▸ Your goal: Pick out each line in the records that contains the string "simplified", and treat uppercase and lowercase letters as different.

▸ Dataset excerpts:
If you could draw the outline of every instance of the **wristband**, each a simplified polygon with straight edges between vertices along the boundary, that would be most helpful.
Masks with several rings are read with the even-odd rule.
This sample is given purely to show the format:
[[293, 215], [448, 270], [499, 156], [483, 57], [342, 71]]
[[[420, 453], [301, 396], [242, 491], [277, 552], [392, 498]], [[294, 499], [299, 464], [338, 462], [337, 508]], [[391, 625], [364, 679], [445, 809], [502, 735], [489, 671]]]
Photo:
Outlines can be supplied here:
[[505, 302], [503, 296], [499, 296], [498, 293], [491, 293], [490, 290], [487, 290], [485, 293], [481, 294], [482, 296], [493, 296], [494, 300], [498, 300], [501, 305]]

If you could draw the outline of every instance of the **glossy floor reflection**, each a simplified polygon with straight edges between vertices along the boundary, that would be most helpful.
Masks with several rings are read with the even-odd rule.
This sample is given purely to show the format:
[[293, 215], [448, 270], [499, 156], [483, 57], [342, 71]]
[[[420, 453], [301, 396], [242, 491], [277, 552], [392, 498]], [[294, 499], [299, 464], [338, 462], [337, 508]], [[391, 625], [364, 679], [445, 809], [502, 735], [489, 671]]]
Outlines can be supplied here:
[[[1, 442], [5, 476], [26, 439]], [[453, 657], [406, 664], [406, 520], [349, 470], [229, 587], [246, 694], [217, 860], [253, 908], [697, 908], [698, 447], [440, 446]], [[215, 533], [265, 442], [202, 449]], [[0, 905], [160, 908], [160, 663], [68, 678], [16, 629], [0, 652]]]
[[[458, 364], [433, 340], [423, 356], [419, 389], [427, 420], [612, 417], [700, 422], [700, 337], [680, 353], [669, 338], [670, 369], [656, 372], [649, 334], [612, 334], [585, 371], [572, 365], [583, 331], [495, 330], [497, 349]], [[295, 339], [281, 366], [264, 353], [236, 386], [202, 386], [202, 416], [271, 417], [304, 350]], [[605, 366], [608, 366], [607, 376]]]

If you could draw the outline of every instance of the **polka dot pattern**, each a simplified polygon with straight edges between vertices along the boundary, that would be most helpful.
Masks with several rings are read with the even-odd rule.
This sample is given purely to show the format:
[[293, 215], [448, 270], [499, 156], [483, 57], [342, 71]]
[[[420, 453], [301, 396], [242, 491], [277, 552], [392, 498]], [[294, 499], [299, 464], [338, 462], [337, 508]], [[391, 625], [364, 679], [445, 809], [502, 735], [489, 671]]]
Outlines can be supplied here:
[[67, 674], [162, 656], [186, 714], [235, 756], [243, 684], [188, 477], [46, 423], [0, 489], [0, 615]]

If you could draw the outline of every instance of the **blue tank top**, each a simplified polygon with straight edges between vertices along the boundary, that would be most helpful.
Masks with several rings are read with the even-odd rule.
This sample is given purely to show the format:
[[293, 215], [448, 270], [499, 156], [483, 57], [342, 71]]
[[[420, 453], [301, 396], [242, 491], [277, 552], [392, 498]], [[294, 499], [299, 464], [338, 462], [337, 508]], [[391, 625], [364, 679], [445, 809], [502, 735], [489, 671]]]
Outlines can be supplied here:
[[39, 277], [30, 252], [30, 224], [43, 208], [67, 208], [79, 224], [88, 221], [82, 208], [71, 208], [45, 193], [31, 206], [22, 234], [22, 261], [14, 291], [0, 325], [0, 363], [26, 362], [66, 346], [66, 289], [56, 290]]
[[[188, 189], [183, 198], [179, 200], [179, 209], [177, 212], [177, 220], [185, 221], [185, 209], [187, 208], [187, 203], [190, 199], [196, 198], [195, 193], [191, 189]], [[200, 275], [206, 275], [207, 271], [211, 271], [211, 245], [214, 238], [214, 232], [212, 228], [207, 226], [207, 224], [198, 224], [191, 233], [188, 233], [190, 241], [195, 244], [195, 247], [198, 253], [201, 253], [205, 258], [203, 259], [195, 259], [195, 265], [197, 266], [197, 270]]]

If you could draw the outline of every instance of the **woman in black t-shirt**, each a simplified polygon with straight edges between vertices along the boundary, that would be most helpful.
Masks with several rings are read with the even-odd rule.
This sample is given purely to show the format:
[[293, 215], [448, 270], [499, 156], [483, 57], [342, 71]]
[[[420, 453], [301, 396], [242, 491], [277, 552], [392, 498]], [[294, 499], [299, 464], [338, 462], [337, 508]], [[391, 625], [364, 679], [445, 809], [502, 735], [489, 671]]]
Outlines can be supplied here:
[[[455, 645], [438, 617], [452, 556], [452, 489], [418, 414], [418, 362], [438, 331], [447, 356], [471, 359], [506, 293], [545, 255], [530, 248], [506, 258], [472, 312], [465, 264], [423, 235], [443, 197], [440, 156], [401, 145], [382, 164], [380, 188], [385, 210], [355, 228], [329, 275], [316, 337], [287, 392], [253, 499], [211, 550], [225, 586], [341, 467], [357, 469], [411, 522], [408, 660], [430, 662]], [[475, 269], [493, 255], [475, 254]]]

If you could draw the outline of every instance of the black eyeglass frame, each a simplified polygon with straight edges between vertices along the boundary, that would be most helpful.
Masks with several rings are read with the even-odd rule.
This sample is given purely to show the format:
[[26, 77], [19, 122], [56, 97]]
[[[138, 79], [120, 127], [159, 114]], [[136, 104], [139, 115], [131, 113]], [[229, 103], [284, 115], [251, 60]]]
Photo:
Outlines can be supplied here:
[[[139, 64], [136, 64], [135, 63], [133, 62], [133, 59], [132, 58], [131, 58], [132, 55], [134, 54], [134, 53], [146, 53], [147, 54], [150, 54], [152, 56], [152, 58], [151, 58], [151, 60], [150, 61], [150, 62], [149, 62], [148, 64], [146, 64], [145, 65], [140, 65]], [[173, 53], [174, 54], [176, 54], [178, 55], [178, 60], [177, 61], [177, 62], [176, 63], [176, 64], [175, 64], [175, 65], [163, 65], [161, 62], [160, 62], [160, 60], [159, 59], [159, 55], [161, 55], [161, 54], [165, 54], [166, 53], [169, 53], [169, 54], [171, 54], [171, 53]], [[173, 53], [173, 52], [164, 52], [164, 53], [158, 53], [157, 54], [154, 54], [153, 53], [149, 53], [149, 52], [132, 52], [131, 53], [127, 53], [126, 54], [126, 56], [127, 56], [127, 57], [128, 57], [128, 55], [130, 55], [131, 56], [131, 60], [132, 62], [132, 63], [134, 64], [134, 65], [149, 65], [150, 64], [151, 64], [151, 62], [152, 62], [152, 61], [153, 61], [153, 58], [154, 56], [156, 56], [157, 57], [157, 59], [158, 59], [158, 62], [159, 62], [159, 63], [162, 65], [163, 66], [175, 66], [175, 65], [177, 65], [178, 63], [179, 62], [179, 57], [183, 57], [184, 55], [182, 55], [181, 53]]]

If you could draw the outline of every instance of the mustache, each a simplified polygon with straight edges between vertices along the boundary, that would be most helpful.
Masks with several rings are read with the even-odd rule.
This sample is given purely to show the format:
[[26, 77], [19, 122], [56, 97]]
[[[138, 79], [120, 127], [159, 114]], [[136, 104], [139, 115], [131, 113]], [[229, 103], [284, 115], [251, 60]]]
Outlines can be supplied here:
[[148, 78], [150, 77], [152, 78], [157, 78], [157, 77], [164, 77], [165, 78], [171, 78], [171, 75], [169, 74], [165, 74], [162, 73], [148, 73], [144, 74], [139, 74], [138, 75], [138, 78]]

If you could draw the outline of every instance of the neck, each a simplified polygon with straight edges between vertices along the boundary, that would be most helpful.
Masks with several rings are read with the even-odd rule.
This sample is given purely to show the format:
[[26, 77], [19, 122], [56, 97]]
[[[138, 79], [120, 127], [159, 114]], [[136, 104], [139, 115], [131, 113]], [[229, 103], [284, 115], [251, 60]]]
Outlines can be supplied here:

▸ Answer for this exercise:
If you could draw the outline of every instance of the **wristband**, each a simplified polygon with straight edges between vertices along the boundary, that would be most helpful.
If you could draw the outline of every instance of the **glossy floor reflection**, each a simplified polygon with straight edges between vertices along the boundary, that would be most helpful.
If you could draw the outline of every instance of the **polka dot pattern**, each a simplified polygon with straight edges between vertices along the boundary, that would be most helpful.
If you could draw the outline of every instance of the **blue tank top**, each a simplified polygon with straight edges between vertices along the boundary, that would be most helpful.
If you could draw the outline of every instance of the **woman in black t-shirt**, each a simplified polygon with straight edges between vertices along the boundary, that would be most helpful.
If you could draw the outline of every instance of the black eyeglass frame, each a simplified polygon with straight edges between vertices along the boundary, that would be most helpful.
If you could draw the outline of every instance of the mustache, each a simplified polygon with straight edges between vertices along the boundary, that would be most helpful.
If you could draw the outline of every instance of the neck, each a simplified polygon with straight edges between vertices along the boundary, that would be most helpful.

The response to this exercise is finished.